Supplied records:

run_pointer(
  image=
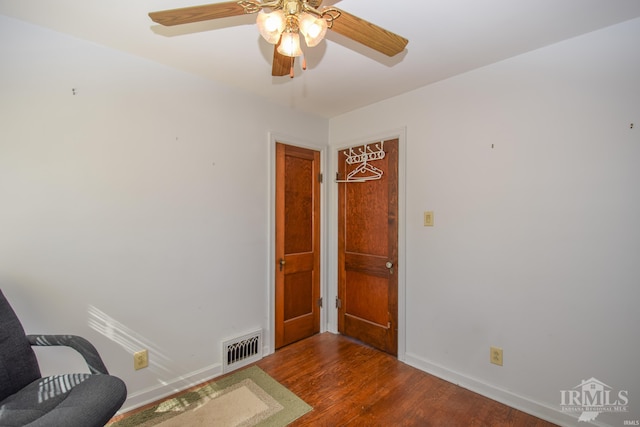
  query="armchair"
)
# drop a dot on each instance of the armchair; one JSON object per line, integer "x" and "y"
{"x": 70, "y": 400}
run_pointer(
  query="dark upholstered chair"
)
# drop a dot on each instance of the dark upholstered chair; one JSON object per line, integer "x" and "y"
{"x": 71, "y": 400}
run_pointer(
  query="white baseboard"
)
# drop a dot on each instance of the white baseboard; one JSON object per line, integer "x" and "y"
{"x": 161, "y": 391}
{"x": 521, "y": 403}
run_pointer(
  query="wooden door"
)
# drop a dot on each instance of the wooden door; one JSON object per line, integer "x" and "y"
{"x": 297, "y": 260}
{"x": 368, "y": 253}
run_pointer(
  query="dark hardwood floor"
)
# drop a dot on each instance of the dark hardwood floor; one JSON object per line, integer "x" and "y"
{"x": 349, "y": 384}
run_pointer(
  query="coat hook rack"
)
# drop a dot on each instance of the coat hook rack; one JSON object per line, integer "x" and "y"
{"x": 364, "y": 171}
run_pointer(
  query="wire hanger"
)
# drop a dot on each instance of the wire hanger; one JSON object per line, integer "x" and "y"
{"x": 365, "y": 171}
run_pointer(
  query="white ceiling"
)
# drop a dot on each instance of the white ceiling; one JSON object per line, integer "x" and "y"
{"x": 446, "y": 37}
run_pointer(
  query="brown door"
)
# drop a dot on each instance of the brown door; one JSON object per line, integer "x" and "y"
{"x": 368, "y": 252}
{"x": 297, "y": 244}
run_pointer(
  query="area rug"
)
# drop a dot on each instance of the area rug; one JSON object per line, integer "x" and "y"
{"x": 248, "y": 397}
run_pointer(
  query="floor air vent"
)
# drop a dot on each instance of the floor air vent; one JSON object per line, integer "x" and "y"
{"x": 241, "y": 351}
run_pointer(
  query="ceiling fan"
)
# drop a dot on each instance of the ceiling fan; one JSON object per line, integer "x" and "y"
{"x": 284, "y": 23}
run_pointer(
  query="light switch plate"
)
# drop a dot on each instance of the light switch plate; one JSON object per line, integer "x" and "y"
{"x": 428, "y": 219}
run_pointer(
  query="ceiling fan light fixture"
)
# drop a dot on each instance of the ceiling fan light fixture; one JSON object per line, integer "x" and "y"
{"x": 271, "y": 25}
{"x": 290, "y": 44}
{"x": 312, "y": 28}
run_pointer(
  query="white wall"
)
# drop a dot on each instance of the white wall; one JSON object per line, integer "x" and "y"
{"x": 532, "y": 171}
{"x": 141, "y": 202}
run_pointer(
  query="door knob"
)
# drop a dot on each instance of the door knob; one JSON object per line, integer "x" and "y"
{"x": 389, "y": 265}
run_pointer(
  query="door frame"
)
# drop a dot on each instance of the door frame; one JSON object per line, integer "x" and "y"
{"x": 332, "y": 229}
{"x": 273, "y": 138}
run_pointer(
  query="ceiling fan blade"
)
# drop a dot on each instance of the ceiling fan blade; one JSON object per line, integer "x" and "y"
{"x": 281, "y": 63}
{"x": 368, "y": 34}
{"x": 187, "y": 15}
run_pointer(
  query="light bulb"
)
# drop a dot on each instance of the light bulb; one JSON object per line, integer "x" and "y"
{"x": 290, "y": 45}
{"x": 312, "y": 28}
{"x": 271, "y": 25}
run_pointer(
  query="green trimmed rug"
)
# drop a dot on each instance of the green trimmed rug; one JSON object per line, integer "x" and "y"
{"x": 248, "y": 397}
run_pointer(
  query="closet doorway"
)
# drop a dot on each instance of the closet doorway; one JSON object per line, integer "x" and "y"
{"x": 368, "y": 244}
{"x": 297, "y": 252}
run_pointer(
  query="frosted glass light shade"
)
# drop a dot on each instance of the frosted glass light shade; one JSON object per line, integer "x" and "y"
{"x": 313, "y": 29}
{"x": 271, "y": 25}
{"x": 290, "y": 45}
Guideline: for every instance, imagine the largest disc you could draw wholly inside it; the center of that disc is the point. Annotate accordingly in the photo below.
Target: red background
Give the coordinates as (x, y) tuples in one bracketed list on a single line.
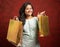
[(10, 8)]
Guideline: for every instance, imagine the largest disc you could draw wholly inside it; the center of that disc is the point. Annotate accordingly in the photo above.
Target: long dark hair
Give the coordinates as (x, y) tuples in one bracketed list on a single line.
[(22, 15)]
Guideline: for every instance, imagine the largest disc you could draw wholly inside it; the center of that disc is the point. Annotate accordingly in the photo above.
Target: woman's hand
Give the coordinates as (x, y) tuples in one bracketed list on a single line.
[(41, 14), (15, 18)]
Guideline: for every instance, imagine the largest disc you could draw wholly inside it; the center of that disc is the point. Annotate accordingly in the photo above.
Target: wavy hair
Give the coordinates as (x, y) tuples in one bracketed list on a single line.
[(22, 15)]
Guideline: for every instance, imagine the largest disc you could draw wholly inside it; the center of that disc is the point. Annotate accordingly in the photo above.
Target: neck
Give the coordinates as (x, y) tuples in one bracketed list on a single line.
[(28, 17)]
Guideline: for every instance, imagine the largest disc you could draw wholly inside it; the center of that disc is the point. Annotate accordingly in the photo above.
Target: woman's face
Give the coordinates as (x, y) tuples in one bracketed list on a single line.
[(28, 10)]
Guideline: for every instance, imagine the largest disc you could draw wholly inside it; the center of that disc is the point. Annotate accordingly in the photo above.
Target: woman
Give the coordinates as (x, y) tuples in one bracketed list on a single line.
[(30, 26)]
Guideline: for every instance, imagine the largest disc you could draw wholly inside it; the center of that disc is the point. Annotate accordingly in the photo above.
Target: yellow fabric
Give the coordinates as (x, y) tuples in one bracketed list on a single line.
[(43, 25), (14, 31)]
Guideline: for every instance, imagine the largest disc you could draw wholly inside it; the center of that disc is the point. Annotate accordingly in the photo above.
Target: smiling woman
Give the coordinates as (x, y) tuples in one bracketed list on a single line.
[(30, 26)]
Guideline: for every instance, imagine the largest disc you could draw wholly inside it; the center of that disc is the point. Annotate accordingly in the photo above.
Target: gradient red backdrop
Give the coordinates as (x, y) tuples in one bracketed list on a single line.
[(10, 8)]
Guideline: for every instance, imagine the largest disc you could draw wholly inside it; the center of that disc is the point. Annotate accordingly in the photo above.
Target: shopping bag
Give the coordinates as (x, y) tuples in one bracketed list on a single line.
[(43, 23), (14, 31)]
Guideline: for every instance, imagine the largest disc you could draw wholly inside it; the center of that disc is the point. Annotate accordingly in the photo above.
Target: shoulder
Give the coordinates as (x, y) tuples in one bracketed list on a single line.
[(35, 18)]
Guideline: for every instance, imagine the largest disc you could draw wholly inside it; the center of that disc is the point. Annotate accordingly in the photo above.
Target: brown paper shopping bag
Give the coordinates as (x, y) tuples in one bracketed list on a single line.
[(43, 26), (14, 31)]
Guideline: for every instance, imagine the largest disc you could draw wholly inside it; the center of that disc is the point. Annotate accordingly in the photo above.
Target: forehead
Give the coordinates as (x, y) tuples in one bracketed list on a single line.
[(29, 6)]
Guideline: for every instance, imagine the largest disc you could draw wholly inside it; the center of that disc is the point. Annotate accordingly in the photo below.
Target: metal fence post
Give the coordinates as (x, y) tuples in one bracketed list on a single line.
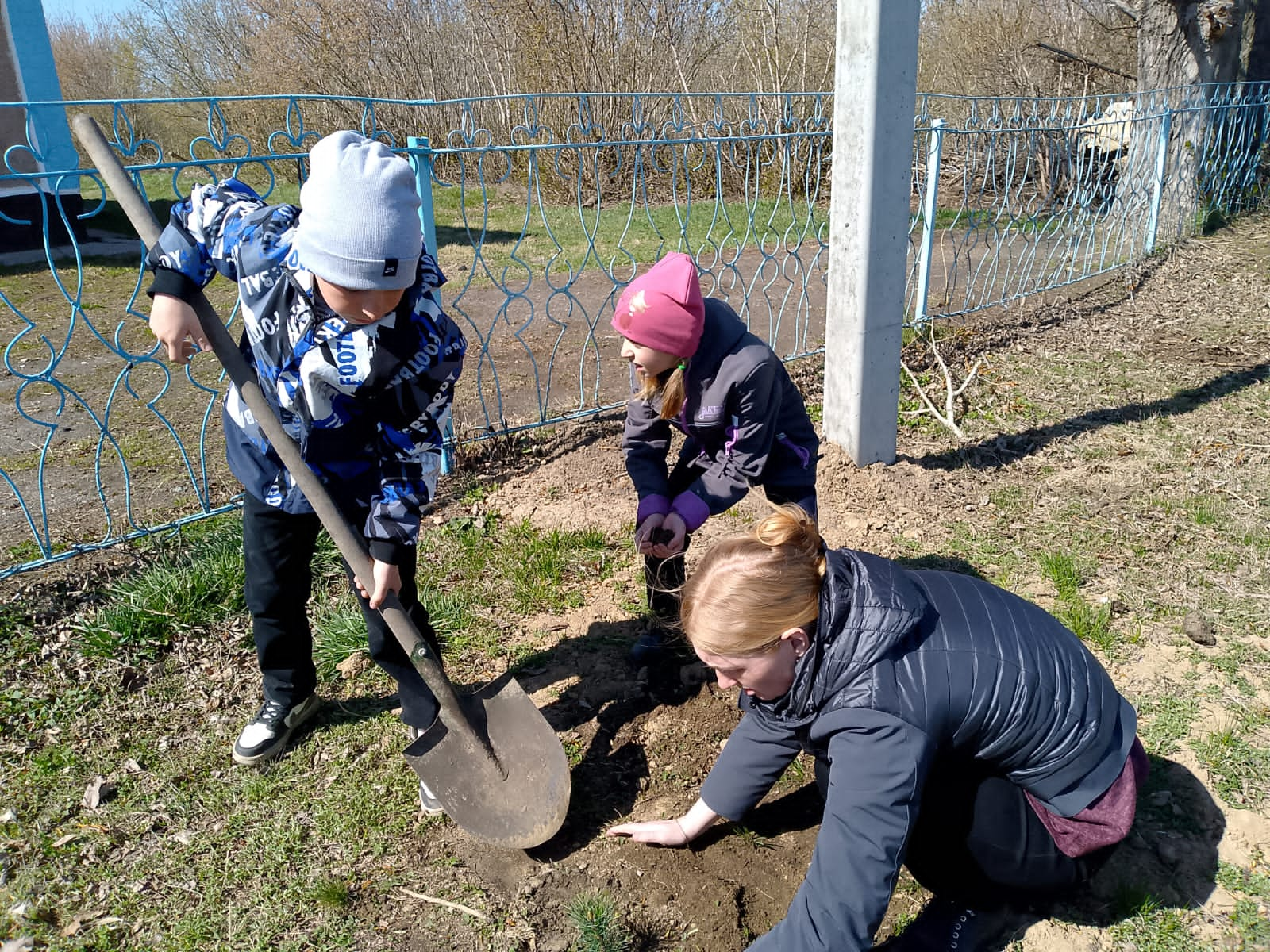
[(930, 206), (421, 158), (1157, 190)]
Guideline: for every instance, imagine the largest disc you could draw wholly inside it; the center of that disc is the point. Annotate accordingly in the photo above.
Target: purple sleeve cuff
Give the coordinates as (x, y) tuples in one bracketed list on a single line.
[(692, 509), (652, 505)]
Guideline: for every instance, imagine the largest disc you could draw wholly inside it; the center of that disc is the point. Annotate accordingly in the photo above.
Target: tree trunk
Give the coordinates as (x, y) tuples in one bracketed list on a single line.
[(1183, 44)]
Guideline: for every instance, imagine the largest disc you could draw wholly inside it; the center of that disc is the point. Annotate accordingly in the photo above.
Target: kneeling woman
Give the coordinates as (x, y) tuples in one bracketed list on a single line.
[(958, 729)]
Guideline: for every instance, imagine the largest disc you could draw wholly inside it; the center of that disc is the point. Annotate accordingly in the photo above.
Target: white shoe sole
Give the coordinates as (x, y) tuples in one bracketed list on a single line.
[(279, 744)]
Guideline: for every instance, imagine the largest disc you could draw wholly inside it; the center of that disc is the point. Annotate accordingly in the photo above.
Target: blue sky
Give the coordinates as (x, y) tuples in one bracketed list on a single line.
[(86, 10)]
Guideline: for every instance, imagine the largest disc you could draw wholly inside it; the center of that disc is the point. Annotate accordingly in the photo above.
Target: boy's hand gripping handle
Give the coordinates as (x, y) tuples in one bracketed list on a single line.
[(351, 545)]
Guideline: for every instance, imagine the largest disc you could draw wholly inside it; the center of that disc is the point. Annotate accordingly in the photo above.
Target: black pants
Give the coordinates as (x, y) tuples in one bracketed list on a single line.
[(664, 578), (979, 843), (277, 550)]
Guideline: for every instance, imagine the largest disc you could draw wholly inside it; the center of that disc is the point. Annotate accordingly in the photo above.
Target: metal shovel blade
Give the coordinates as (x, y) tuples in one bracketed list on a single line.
[(518, 806)]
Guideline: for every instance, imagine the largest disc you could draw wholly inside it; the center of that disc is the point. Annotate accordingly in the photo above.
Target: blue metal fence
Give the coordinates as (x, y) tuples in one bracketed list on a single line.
[(541, 209)]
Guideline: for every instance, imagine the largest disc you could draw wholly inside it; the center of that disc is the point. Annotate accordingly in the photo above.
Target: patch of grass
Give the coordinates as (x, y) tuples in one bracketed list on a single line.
[(1153, 928), (1236, 662), (1165, 720), (197, 584), (333, 894), (1238, 770), (1250, 924), (598, 922), (1204, 511), (340, 632), (1089, 624), (1236, 879)]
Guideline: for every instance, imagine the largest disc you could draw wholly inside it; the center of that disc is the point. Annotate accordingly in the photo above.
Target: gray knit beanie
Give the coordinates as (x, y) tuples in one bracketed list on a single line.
[(360, 220)]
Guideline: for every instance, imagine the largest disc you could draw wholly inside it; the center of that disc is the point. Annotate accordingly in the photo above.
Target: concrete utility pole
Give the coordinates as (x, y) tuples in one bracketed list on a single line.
[(29, 74), (876, 94)]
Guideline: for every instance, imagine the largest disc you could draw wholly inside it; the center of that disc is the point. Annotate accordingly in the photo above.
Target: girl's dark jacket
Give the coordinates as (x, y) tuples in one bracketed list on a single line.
[(903, 666), (745, 419)]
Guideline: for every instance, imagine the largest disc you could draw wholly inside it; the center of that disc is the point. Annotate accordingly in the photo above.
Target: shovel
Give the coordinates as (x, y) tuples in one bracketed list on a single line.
[(491, 758)]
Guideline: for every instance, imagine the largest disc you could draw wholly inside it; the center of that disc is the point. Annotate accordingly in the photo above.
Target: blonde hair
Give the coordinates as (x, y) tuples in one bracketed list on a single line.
[(673, 390), (749, 589)]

What to produce:
With the line that contains "Target: blonde hair" as your start, reproduce the data above exactly through its last line, and nothing before that start.

Your solution:
Target: blonde hair
Give the coordinates as (x, y) tuples in one bracketed list on a single line.
[(673, 390), (749, 589)]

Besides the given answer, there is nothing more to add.